=== 出題 ===
1. オクトパスの記事のうち、「従来のこうしたロボットは大規」で始まり「操縦できるようになるという。」で終わる部分を、一字一句そのまま書き写してください。
2. オクトパスの記事に基づき、次の問いに答えてください。
(a) オクトパスを共同で開発したのはどこですか。
(b) オクトパスの高さと重さはどれだけですか。
(c) 現状では何人で遠隔操縦しますか。

=== 記事抜粋 ===
________________________

早大ら,岩石切断用ファイバレーザを搭載できる災害対応ロボットを開発

早稲田大学と菊池製作所は共同で,複雑な地形をした場所や狭い災害現場などで人命救助・瓦礫除去等で活躍できる,4本の腕と4輪(台座部分除く)のクローラで動作する小型無人作業ロボット「Octopus(オクトパス)」を開発した(ニュースリリース)。

8本の手足を駆使するタコから連想して名付けられた「オクトパス」は高さ1.7m,重さ700㎏のロボット。岩石切断用のファイバレーザや瓦礫や廃棄物等をつかむグラップルなどを装備可能で,地震,津波,噴火等の災害現場で崩壊した建物から人を救うことや,原子力発電所の廃炉作業等,幅広い用途を想定して開発された。

従来のこうしたロボットは大規模作業向けで,平坦地での単一作業が中心だったが,オクトパスは4輪のクローラを駆使して狭くて段差が複雑な瓦礫の山を移動,油圧ポンプ出力で4本の腕を同時に使い,瓦礫分別処理や消火作業,倒木除去など,複雑な作業も行なえる。

大きな段差を乗り越える時は後ろ2本の腕で体を支えながら,クローラと前2本の腕を使ってよじ登るほか,腕一本当たり200kgのものを持ち上げられるので,4本の腕を使えば自分自身を地面から浮かせるなどの動作もすることができる。4本の腕を同時に動かすことができるロボットは世界的にも珍しく,現状では2人で遠隔操縦するが,将来的には1人で操縦できるようになるという。

________________________

=== データ抜粋 ===
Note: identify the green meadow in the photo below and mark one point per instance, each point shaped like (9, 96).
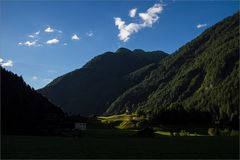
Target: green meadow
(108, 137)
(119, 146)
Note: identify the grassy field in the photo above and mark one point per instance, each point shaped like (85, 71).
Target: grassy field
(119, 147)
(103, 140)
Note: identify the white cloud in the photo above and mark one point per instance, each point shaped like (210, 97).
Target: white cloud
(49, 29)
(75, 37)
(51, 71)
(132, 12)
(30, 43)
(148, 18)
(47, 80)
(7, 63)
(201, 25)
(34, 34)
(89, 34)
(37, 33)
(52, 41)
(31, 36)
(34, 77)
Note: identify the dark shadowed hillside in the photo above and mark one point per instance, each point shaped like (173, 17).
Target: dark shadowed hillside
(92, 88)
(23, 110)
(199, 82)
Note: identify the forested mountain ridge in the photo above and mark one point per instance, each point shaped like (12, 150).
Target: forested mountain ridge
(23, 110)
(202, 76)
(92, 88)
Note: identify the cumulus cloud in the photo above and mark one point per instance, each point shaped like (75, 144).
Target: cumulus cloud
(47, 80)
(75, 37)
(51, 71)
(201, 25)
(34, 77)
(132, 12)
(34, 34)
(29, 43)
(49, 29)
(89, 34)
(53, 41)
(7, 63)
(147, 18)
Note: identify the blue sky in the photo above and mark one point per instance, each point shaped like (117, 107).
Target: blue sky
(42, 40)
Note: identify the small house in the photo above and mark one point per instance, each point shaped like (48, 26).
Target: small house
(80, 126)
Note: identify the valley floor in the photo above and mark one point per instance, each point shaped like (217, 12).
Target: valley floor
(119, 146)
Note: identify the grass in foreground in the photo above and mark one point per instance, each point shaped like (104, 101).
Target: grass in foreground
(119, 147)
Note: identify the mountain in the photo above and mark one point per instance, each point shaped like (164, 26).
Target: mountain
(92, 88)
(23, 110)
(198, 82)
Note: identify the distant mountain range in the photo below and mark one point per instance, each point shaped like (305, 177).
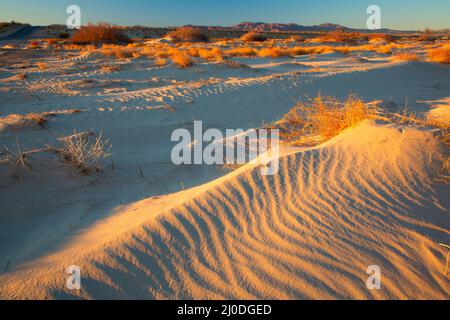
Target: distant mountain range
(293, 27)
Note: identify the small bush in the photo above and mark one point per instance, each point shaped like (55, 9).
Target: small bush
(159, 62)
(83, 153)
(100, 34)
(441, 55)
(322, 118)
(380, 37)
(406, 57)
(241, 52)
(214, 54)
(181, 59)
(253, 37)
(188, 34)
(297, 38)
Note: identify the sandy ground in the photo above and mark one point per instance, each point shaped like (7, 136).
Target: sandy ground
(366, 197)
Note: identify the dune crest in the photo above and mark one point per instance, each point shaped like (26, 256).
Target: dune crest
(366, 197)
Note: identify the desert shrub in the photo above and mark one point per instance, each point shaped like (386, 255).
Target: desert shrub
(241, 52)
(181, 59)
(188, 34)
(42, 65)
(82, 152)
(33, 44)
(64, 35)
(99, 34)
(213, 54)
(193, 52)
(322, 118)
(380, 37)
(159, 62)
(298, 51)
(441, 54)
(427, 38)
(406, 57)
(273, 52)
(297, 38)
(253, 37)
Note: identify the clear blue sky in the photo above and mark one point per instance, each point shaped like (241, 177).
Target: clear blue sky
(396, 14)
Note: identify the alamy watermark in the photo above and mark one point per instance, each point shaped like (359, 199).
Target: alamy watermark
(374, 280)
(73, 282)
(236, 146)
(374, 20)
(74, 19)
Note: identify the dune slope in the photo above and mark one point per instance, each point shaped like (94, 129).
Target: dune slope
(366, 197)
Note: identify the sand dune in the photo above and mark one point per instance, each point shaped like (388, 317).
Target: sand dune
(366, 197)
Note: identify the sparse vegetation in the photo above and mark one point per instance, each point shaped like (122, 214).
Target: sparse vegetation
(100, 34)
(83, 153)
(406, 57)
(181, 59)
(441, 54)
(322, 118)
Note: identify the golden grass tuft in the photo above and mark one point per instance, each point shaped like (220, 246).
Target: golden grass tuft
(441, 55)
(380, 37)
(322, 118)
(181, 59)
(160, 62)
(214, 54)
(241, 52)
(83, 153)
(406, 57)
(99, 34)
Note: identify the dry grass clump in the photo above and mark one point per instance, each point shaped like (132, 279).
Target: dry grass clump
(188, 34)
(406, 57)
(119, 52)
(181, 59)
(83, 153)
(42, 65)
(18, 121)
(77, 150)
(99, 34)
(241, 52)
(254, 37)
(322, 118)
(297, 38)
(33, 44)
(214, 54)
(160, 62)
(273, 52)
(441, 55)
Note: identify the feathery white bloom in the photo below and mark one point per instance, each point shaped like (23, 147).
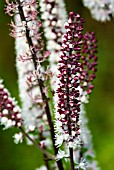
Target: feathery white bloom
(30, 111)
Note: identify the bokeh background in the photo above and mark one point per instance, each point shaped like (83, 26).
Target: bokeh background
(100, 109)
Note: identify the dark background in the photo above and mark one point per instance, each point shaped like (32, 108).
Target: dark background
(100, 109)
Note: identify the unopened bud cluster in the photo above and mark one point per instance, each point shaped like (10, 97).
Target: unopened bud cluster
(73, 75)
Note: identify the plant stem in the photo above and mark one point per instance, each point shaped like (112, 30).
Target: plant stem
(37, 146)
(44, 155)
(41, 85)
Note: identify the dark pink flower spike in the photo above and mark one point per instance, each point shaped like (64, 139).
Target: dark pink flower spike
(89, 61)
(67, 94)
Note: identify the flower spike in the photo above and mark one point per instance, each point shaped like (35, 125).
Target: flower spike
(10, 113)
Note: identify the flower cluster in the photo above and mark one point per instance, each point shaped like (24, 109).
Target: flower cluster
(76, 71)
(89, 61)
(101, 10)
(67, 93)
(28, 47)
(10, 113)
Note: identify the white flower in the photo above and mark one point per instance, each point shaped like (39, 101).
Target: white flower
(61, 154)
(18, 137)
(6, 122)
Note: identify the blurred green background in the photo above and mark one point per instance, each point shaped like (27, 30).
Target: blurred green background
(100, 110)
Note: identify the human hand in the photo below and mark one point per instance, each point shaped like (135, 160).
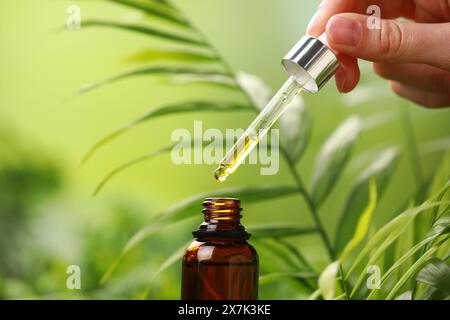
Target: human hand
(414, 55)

________________________

=== 解答例 ===
1.
従来のこうしたロボットは大規模作業向けで,平坦地での単一作業が中心だったが,オクトパスは4輪のクローラを駆使して狭くて段差が複雑な瓦礫の山を移動,油圧ポンプ出力で4本の腕を同時に使い,瓦礫分別処理や消火作業,倒木除去など,複雑な作業も行なえる。

大きな段差を乗り越える時は後ろ2本の腕で体を支えながら,クローラと前2本の腕を使ってよじ登るほか,腕一本当たり200kgのものを持ち上げられるので,4本の腕を使えば自分自身を地面から浮かせるなどの動作もすることができる。4本の腕を同時に動かすことができるロボットは世界的にも珍しく,現状では2人で遠隔操縦するが,将来的には1人で操縦できるようになるという。

2.
(a) 早稲田大学と菊池製作所
(b) 高さ1.7m、重さ700㎏
(c) 2人